*** Opening of Supplied data ***
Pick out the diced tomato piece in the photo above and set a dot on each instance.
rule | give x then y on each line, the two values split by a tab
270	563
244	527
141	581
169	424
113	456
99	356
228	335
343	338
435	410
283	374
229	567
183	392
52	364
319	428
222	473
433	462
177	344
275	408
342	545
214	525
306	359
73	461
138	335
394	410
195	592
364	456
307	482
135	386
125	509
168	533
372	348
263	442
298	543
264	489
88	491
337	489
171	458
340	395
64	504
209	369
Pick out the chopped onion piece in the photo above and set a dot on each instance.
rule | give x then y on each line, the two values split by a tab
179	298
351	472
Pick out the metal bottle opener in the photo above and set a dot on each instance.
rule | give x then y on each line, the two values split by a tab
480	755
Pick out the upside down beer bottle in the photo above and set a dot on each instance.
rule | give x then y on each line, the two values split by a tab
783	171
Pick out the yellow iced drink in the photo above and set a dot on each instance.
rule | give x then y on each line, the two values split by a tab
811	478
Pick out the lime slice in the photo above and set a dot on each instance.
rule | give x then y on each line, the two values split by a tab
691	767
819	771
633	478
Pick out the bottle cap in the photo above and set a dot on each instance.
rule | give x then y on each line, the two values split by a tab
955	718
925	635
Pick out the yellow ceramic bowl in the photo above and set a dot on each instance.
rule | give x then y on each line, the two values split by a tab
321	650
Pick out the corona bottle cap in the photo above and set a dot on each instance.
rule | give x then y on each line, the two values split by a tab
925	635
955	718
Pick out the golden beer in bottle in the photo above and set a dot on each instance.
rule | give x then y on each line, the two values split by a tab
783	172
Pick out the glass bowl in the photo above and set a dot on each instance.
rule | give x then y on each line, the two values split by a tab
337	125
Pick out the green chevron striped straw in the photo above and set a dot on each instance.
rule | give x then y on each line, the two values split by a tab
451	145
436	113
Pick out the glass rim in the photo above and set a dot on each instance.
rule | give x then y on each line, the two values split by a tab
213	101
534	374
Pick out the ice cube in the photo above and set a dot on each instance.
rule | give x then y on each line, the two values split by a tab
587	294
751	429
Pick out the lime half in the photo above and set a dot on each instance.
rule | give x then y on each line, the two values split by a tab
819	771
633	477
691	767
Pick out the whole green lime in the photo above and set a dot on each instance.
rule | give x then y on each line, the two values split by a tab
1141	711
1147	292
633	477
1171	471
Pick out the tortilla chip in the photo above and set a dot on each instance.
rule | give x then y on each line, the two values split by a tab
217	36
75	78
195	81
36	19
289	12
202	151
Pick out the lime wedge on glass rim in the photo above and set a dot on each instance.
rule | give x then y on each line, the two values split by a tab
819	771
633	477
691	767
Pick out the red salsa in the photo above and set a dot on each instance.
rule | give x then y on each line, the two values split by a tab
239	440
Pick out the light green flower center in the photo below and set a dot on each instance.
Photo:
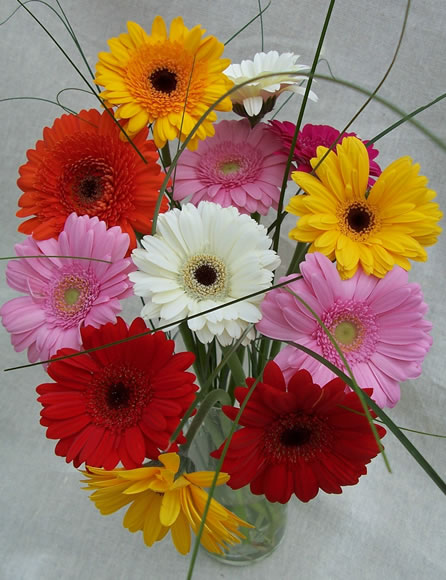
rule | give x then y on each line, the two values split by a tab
71	296
228	167
346	332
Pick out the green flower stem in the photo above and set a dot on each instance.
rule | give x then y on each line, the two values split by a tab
213	397
275	348
165	155
236	367
193	346
217	471
299	119
298	257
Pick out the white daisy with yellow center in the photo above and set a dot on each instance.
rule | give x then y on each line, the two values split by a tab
202	257
256	94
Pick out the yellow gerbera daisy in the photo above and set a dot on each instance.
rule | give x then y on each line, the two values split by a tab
170	79
161	500
377	229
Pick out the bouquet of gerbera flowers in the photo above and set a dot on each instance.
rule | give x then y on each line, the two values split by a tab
172	192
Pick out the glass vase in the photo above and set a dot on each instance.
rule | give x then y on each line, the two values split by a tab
268	518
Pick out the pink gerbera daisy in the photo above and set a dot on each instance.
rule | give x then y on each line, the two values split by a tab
64	293
310	138
234	167
377	322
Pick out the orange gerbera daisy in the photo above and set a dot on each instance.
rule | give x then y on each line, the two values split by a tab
82	166
169	79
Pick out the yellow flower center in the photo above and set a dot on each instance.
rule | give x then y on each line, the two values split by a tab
228	167
204	276
71	295
358	220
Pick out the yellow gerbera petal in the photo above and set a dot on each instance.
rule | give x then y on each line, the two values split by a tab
177	504
379	229
152	524
161	75
181	536
170	507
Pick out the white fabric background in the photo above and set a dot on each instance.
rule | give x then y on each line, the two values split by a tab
388	526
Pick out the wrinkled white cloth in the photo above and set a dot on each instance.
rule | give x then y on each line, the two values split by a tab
389	525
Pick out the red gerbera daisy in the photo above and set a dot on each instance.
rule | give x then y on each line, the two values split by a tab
121	403
82	166
297	438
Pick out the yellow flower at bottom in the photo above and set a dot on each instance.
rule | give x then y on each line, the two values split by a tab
376	229
161	501
169	79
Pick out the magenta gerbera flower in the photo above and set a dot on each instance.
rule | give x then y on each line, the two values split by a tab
236	166
310	138
377	322
64	293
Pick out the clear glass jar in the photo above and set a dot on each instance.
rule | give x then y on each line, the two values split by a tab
268	518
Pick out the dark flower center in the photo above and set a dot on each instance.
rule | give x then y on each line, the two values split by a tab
205	275
164	80
359	218
89	187
118	396
295	436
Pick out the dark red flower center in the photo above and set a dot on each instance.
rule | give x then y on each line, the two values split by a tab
89	187
164	80
205	275
359	218
118	396
295	435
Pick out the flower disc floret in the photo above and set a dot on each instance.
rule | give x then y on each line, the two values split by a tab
164	498
376	229
118	404
201	258
82	166
378	324
236	166
63	294
297	437
166	78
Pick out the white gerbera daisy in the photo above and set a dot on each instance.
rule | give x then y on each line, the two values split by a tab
202	257
262	93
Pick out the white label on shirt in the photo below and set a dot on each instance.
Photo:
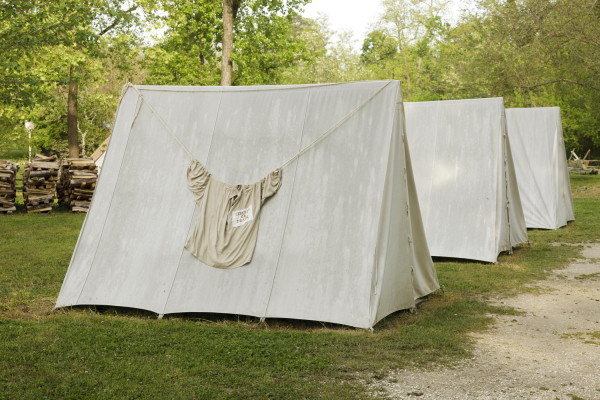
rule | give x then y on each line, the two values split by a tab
240	217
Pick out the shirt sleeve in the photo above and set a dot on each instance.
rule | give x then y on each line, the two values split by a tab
270	185
198	178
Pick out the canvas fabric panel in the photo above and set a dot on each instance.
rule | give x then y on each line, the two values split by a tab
320	251
541	167
462	172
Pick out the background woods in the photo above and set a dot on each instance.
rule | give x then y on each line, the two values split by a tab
64	62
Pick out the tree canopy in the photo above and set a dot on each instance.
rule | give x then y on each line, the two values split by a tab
531	52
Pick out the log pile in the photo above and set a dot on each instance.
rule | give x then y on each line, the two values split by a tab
8	191
39	183
78	177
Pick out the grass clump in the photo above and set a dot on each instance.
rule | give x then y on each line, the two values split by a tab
107	353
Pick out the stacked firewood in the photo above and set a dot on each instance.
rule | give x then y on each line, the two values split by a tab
78	177
8	191
39	183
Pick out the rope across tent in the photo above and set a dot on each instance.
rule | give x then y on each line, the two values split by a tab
286	163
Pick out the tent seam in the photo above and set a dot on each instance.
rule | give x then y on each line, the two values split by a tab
266	309
193	213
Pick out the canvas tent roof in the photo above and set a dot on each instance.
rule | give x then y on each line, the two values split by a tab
341	241
465	177
541	166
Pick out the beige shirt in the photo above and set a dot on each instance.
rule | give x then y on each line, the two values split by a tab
227	226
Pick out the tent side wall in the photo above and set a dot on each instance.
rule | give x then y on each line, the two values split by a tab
315	253
516	217
540	164
461	174
400	239
89	236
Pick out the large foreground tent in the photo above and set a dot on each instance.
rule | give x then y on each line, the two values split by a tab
465	178
340	241
541	166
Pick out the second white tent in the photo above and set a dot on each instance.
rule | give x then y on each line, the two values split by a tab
465	178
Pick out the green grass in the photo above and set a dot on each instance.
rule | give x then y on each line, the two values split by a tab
107	353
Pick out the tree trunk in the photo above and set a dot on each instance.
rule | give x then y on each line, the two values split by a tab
72	116
229	11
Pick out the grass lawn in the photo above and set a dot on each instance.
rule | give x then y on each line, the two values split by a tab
114	353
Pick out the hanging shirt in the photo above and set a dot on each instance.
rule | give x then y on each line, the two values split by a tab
227	226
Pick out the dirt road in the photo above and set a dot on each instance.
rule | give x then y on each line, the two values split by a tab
550	352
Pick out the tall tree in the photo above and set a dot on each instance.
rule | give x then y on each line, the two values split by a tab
261	48
49	45
230	8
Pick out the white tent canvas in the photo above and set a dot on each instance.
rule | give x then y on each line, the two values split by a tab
99	162
342	240
465	178
541	166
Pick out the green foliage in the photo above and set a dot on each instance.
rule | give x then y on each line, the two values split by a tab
265	44
40	42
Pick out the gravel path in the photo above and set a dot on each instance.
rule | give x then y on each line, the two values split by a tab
550	352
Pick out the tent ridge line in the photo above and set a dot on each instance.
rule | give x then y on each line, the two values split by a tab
335	126
272	88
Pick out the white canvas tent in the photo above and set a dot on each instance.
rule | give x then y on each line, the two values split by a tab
341	241
465	178
541	166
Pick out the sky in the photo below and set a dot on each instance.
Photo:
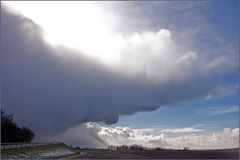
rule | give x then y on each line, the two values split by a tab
93	74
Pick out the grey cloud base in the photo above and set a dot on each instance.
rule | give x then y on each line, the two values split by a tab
52	89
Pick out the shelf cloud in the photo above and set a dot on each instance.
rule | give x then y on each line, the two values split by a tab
52	89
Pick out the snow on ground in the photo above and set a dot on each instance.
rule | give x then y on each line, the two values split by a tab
42	154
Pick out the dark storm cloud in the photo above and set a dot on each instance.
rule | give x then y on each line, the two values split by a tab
51	89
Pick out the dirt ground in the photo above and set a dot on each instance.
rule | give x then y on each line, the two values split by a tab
158	154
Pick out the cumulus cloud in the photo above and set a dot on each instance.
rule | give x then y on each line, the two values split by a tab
182	130
151	137
51	89
218	110
229	138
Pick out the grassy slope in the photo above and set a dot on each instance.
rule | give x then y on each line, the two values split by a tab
16	151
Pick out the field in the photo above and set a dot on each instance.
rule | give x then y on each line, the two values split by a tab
158	154
37	152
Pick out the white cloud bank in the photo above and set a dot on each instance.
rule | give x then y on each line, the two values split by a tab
101	136
70	88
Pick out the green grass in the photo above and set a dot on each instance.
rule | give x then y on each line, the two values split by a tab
5	154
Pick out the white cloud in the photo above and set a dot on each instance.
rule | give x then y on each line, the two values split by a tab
227	139
182	130
218	110
69	88
151	137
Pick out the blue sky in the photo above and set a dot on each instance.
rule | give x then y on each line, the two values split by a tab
112	68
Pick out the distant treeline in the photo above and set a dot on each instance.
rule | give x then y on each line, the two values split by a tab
138	147
11	132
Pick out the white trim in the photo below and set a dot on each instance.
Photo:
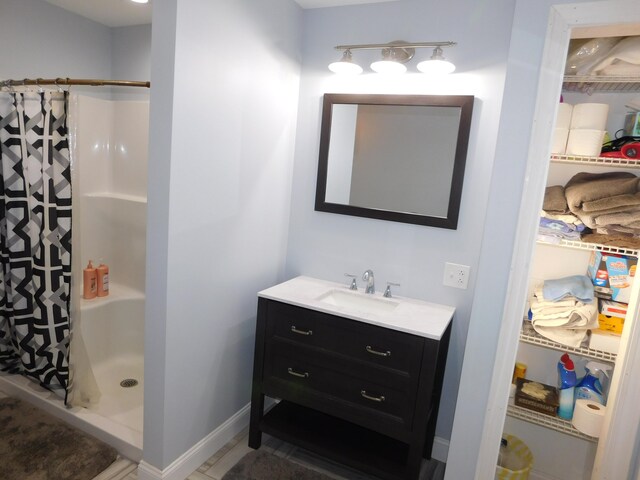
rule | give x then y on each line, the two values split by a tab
189	461
610	458
440	450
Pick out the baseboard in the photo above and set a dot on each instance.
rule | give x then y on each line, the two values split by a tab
440	449
189	461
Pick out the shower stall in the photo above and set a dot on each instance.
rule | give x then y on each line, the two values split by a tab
108	149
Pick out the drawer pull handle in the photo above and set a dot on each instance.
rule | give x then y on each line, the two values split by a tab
369	397
301	332
297	374
376	352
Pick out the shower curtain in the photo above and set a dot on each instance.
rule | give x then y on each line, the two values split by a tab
35	237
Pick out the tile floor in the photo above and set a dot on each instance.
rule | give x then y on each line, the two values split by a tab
222	461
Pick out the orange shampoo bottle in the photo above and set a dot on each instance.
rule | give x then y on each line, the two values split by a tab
90	282
103	280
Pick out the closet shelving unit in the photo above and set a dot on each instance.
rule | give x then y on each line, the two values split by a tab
599	83
579	85
528	335
547	421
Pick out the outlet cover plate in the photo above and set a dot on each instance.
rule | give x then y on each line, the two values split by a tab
456	275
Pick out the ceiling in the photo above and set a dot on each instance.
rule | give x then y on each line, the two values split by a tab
123	13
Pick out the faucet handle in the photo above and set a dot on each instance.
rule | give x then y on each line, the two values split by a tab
387	292
354	285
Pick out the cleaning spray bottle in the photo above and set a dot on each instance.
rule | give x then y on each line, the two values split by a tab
591	385
566	385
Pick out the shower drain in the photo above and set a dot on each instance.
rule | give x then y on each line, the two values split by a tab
128	382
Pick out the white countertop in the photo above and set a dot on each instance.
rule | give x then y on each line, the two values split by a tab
413	316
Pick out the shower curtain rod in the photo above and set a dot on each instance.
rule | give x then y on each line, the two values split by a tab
73	81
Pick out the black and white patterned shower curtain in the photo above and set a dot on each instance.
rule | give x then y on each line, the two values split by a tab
35	237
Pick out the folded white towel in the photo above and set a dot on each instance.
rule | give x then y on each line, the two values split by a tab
634	104
569	329
627	50
620	69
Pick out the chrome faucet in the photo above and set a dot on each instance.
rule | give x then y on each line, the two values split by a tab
367	276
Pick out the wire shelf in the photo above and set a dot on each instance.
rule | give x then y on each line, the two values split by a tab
592	84
597	161
554	423
579	245
530	336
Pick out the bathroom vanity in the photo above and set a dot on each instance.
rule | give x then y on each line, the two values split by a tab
358	377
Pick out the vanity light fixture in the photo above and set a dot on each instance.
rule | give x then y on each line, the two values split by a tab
345	65
394	55
437	64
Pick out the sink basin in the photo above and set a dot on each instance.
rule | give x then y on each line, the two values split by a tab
357	301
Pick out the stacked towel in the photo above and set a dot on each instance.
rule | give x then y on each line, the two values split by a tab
563	309
556	221
606	202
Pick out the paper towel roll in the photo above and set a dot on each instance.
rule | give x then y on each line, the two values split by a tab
590	115
564	115
588	416
559	140
585	142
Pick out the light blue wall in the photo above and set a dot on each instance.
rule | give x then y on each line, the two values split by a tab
131	59
327	245
41	40
508	177
221	136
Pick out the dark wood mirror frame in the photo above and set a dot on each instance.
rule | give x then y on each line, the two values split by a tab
450	221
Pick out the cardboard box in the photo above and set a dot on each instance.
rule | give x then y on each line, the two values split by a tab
536	396
632	124
613	309
612	275
604	341
610	323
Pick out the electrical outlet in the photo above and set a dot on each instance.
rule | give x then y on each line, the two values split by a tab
456	276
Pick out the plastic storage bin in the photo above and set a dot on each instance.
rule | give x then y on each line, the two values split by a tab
521	460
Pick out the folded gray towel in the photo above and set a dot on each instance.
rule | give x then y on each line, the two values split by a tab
587	187
613	239
555	200
621	218
590	195
615	201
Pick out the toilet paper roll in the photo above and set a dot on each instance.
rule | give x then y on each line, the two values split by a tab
559	140
585	142
591	116
564	115
588	416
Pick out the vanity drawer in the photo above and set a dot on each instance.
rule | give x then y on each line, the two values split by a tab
308	381
368	343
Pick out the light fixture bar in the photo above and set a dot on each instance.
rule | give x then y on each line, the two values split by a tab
374	46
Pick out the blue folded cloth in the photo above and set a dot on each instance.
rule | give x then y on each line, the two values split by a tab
578	286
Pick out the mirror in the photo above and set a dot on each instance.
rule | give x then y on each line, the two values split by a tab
394	157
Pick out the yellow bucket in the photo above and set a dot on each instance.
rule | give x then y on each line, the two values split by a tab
521	452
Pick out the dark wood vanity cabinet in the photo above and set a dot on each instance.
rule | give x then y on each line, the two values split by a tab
363	395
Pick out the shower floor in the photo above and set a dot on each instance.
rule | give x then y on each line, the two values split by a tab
116	420
122	405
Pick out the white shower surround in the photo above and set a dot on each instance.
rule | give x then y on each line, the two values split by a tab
109	155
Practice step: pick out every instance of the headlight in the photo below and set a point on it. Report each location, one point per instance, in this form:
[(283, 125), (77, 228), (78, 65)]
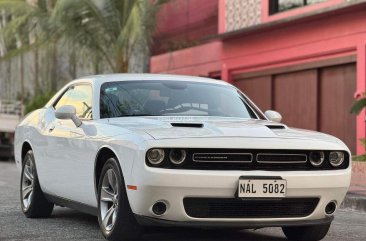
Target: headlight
[(155, 156), (177, 156), (336, 158), (316, 158)]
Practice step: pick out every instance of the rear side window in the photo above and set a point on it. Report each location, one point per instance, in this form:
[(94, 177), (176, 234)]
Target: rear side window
[(79, 96)]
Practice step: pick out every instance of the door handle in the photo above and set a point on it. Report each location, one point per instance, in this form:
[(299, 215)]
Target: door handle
[(51, 128)]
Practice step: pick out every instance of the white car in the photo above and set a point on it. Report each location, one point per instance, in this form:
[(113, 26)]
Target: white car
[(162, 150)]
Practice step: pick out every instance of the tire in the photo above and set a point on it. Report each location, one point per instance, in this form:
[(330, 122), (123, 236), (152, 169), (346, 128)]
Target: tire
[(306, 233), (115, 216), (33, 202)]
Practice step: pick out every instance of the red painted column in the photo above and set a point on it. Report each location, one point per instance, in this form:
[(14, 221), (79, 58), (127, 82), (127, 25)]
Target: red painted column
[(222, 10), (361, 88)]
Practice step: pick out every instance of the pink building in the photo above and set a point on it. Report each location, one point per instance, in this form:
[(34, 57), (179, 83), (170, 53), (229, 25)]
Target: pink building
[(303, 58)]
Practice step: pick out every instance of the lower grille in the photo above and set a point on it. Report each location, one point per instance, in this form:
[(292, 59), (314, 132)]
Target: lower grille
[(237, 208)]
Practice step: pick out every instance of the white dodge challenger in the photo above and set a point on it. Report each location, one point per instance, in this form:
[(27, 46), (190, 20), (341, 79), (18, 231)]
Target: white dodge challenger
[(162, 150)]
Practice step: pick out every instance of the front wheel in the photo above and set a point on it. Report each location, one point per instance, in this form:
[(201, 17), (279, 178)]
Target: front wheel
[(115, 216), (306, 233)]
*** Close of Supplied data ***
▶ Task prompt: Your task is to retype the entries verbatim, starting with the line that holds "Pick out the pink" and stopping after the line that holds "Pick out the orange gerbera".

▶ Final answer:
Pick out the pink gerbera daisy in the photo above and set a dot on each instance.
rule | give x then y on each line, the two values split by a tab
64	293
310	138
234	167
377	322
Pick out the orange gerbera daisy in the photo above and set a dot on each instance.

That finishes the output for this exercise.